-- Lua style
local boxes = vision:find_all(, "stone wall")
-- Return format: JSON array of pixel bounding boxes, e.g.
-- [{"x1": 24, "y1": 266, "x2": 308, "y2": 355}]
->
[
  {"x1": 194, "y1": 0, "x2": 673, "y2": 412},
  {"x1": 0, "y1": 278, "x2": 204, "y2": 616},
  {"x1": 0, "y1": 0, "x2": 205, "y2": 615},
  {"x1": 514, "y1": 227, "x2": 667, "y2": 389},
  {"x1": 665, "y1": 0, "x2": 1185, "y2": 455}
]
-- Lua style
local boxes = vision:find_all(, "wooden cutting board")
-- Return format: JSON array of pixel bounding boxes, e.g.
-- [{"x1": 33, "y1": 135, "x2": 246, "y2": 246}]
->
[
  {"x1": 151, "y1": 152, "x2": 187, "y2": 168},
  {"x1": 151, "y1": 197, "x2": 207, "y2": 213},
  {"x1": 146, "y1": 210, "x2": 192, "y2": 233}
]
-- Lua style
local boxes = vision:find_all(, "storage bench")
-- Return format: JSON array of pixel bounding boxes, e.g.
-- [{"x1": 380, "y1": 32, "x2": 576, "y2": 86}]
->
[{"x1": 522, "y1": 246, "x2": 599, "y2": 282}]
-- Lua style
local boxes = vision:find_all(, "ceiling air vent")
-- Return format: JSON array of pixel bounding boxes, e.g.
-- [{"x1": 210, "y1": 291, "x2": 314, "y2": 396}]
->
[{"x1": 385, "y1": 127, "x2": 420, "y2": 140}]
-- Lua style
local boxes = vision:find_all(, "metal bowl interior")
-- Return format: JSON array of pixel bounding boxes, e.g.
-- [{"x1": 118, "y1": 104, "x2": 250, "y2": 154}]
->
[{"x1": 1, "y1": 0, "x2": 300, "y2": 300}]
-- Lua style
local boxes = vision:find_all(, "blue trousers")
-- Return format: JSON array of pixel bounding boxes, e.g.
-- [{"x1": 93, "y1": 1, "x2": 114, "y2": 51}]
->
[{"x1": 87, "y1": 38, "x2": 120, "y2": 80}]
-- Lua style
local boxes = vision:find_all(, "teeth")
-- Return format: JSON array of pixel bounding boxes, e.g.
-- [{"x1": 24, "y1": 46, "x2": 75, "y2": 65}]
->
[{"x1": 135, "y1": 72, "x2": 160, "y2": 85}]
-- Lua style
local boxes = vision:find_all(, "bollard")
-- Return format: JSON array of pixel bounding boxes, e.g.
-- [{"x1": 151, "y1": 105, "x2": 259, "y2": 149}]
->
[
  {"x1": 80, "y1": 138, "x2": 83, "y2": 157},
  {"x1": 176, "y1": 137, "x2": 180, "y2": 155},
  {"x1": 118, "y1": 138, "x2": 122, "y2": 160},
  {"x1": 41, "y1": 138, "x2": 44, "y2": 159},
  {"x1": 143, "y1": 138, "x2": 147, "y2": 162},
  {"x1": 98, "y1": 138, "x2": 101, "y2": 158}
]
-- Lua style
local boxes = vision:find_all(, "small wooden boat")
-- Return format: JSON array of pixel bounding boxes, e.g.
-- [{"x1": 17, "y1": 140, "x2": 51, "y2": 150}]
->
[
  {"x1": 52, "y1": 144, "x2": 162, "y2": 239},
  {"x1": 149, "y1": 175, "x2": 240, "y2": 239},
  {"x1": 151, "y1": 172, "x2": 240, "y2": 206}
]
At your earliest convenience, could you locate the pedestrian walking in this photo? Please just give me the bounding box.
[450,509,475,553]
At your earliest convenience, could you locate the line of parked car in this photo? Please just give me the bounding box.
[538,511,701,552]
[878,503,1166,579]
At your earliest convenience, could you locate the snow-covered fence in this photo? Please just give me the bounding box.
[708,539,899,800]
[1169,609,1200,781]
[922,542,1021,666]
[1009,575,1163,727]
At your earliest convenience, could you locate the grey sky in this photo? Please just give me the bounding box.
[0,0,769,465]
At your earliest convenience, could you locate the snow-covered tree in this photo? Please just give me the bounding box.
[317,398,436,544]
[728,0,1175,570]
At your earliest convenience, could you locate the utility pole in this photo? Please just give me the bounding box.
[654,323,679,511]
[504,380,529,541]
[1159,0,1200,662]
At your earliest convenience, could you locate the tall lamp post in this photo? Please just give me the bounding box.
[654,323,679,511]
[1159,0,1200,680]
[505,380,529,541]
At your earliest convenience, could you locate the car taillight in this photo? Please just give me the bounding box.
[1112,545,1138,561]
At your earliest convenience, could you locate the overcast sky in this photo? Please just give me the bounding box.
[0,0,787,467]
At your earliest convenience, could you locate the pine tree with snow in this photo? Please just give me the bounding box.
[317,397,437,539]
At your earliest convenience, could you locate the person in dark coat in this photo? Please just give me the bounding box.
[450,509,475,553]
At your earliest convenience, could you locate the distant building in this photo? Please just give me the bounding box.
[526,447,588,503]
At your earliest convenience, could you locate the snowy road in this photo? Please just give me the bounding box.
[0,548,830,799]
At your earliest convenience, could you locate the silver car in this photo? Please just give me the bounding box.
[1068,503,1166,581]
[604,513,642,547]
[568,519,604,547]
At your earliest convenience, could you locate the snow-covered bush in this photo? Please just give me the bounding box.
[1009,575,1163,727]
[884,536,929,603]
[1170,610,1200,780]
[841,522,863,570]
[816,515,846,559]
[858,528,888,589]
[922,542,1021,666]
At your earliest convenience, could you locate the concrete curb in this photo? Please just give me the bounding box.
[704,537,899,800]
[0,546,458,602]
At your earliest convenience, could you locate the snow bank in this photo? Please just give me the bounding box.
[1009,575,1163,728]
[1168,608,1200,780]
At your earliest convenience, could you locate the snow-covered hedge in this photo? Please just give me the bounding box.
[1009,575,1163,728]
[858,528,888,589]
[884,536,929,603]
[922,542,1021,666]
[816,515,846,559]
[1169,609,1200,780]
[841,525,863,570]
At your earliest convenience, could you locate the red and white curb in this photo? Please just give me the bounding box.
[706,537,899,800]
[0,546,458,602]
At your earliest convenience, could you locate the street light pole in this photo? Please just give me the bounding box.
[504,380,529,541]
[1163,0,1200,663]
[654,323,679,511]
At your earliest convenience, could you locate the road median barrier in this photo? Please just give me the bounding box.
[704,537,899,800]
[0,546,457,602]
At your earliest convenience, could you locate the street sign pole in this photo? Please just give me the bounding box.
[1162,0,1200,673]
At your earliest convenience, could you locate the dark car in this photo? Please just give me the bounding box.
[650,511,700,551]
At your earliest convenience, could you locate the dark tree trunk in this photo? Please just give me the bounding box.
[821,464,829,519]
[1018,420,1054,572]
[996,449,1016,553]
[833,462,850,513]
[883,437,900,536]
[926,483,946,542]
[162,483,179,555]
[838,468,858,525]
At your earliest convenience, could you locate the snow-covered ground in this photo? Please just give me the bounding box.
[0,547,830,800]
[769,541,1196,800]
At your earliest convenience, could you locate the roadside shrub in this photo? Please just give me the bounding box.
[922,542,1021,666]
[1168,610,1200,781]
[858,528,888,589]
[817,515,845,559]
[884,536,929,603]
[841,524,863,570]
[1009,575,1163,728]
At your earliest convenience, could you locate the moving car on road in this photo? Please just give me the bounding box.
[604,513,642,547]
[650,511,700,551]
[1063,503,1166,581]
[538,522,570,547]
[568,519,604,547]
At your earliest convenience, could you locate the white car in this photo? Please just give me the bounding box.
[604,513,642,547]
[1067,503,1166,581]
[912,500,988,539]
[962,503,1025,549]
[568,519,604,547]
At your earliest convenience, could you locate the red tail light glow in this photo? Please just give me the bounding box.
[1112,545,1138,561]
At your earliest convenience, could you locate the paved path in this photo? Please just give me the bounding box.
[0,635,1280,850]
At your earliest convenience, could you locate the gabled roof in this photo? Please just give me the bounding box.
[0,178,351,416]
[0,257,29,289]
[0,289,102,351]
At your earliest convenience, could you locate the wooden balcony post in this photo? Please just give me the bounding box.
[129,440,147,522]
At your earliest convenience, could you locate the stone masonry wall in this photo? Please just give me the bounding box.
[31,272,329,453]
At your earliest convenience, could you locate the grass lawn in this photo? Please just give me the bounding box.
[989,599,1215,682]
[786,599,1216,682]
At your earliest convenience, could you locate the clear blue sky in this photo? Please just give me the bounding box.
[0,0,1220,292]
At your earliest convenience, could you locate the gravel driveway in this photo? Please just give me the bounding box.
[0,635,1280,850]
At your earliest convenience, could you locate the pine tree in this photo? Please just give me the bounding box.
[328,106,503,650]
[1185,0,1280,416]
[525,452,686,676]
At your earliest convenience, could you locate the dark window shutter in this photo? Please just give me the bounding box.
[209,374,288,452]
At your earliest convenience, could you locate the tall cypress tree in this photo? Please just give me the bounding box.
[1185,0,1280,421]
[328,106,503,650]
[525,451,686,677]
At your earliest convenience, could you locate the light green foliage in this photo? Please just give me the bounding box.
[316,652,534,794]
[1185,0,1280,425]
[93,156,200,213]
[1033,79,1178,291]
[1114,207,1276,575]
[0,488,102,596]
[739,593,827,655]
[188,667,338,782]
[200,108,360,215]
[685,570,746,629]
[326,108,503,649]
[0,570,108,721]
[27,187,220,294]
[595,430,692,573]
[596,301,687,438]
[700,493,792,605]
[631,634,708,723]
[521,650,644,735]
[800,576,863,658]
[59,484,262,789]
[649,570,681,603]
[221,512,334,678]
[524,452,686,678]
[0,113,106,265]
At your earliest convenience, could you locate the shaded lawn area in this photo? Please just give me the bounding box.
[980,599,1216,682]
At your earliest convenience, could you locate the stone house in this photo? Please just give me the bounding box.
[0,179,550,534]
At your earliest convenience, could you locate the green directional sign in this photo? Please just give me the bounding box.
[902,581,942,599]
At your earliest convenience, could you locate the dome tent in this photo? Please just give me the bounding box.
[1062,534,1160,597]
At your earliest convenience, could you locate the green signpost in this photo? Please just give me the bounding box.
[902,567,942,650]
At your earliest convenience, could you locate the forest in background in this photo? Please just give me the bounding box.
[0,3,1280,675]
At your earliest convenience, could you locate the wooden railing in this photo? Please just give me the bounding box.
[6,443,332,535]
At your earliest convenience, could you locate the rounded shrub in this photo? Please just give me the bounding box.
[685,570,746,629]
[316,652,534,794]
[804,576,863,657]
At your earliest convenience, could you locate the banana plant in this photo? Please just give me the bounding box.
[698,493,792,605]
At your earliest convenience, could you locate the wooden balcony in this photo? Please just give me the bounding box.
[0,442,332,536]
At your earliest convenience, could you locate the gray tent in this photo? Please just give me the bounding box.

☆ ☆ ☆ ☆

WHAT IS ASKED ->
Output every line from the one containing "At your earliest convenience, could you locate the banana" through the last line of the listing as a JSON list of strings, one string per line, with blank lines omitted.

CORRECT RESPONSE ->
[
  "At your earliest convenience, could you locate the banana plant in this photo? Please just give me the bounding box.",
  "[698,493,792,605]",
  "At your earliest convenience, could you locate the wooden balcony in this photo? Please just give me the bounding box.",
  "[0,442,332,536]",
  "At your earliest convenience, could you locate the gray tent in this photo? Please just give me the bounding box."
]